[Exercise requirements]: Report all lines of the data below that hold the word "white".

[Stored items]
· · · · ·
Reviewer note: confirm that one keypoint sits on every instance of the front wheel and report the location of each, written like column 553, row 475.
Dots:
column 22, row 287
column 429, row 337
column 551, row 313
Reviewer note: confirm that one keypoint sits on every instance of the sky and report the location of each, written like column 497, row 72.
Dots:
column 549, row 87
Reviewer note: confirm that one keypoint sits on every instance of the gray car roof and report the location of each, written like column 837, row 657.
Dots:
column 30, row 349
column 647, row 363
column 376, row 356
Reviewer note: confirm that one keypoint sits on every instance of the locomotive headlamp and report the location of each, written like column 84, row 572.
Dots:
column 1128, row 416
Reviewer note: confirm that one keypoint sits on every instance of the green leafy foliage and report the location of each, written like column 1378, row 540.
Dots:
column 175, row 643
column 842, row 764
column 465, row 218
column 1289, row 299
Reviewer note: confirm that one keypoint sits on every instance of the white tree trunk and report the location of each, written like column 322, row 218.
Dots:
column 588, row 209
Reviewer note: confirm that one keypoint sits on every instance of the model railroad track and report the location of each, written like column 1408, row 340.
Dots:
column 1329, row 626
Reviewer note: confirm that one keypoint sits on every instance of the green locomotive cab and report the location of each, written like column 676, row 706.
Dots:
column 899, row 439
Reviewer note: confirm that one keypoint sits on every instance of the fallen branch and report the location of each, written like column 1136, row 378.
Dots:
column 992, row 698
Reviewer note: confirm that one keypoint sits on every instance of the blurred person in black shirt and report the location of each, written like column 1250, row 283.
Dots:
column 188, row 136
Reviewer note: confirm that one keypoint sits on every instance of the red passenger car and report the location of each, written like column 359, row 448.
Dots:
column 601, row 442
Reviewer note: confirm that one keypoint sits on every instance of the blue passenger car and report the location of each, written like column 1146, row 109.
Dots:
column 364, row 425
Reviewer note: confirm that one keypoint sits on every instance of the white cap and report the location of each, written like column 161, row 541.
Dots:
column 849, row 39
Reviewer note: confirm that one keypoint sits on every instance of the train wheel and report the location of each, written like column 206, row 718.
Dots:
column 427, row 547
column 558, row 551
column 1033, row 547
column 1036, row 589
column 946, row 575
· · · · ·
[Result for this exercise]:
Reviewer note: confirm that one keypoint sits on every instance of the white tree trunk and report the location of each, written like column 322, row 218.
Reviewer note: confirm that one keypoint sits on every instance of the white cap and report the location of each, written like column 161, row 541.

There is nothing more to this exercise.